- _Material for the task_
BEGIN

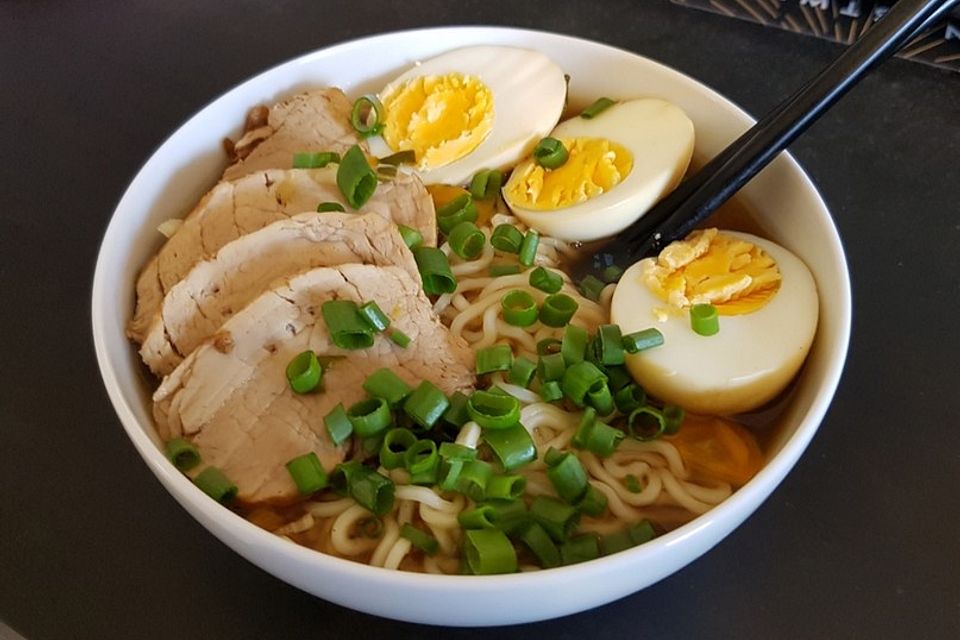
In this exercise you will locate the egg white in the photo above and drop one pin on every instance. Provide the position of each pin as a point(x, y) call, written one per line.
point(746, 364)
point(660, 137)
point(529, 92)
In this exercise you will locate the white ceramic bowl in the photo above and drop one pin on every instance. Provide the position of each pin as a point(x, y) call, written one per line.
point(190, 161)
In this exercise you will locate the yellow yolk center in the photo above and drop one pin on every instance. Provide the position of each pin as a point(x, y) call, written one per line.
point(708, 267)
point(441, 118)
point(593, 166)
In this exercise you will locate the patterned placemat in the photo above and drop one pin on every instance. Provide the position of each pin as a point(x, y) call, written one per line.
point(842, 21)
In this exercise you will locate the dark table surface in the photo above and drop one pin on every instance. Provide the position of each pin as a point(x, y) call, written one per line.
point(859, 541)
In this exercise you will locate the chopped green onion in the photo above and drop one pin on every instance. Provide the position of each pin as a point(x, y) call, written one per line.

END
BEGIN

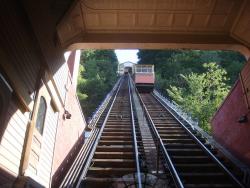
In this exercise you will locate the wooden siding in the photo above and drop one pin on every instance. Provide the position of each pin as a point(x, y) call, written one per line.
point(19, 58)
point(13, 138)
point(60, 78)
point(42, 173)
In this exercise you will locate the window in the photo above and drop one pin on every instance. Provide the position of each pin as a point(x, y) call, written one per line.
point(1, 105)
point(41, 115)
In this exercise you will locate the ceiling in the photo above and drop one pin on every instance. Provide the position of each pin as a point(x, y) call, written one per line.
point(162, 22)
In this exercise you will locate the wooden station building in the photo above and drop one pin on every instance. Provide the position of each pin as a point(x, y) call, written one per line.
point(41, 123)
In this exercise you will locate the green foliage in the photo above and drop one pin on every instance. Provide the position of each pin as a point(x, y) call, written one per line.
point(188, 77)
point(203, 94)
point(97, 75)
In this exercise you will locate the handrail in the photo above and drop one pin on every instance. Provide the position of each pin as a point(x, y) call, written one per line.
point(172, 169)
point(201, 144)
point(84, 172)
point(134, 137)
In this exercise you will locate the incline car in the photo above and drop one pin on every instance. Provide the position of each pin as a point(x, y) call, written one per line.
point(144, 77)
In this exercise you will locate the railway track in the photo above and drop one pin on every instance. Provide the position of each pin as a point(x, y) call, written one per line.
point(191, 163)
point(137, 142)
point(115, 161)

END
BEGIN

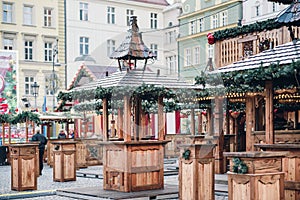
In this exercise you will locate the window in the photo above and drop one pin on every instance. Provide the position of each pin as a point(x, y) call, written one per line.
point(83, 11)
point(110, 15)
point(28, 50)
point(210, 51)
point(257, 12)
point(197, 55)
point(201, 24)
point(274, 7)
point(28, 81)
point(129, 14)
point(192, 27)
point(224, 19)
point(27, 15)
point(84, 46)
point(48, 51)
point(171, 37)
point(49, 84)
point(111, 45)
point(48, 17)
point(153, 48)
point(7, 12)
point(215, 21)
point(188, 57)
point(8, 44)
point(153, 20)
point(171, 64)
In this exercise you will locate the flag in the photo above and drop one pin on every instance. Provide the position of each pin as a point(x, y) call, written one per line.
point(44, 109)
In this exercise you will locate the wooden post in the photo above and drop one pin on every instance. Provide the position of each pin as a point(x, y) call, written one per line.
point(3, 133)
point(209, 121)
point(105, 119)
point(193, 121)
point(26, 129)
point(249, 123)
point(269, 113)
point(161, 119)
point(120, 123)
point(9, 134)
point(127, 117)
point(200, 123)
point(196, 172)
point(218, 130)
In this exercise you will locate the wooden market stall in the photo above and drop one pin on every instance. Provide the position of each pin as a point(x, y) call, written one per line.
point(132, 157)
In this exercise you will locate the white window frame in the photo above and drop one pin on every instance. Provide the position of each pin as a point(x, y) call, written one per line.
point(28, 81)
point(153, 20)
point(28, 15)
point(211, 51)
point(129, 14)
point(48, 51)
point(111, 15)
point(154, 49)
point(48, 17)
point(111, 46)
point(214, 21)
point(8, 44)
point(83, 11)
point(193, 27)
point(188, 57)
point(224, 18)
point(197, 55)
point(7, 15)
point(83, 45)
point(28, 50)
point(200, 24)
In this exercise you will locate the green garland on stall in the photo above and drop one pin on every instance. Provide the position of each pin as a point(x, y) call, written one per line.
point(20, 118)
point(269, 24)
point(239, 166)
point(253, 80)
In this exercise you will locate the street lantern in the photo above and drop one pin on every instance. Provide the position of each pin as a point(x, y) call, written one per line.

END

- _Required action_
Nothing should appear in the answer except the lines above from the line with "In this exercise you will locate the egg" through the line with "In this exercise you will locate the chopped", both included, written out exactly.

- _Result of this exercise_
In this exercise you will locate the egg white in the photo above and drop one pin on every instance. Provide the position of each pin as a point(x, y) call, written one per line.
point(746, 364)
point(660, 137)
point(529, 92)
In this exercise you will locate the white ceramic bowl in the photo above and drop one pin on every instance. Provide the position of each pin as a point(x, y) call, written one per line.
point(190, 161)
In this exercise you will locate the yellow yolk center in the photo above and drop one pin on every instance. Provide the position of each pin as a point(x, y) call, written one per line.
point(708, 267)
point(441, 118)
point(593, 166)
In this exercise you will locate the patterned placemat in the photo above and drop one pin on every instance. Provide the position of each pin as a point(x, y) call, written one per line.
point(842, 21)
In this exercise you will locate the dark table surface in the photo above and drop one pin on every instance. Provide the position of each pin as a point(x, y) call, written one per line.
point(859, 541)
In this exercise you will locate the chopped green onion in the photo above and drop one pin on every instance. Provide the position of each pin as a point(x, y) call, written one per line.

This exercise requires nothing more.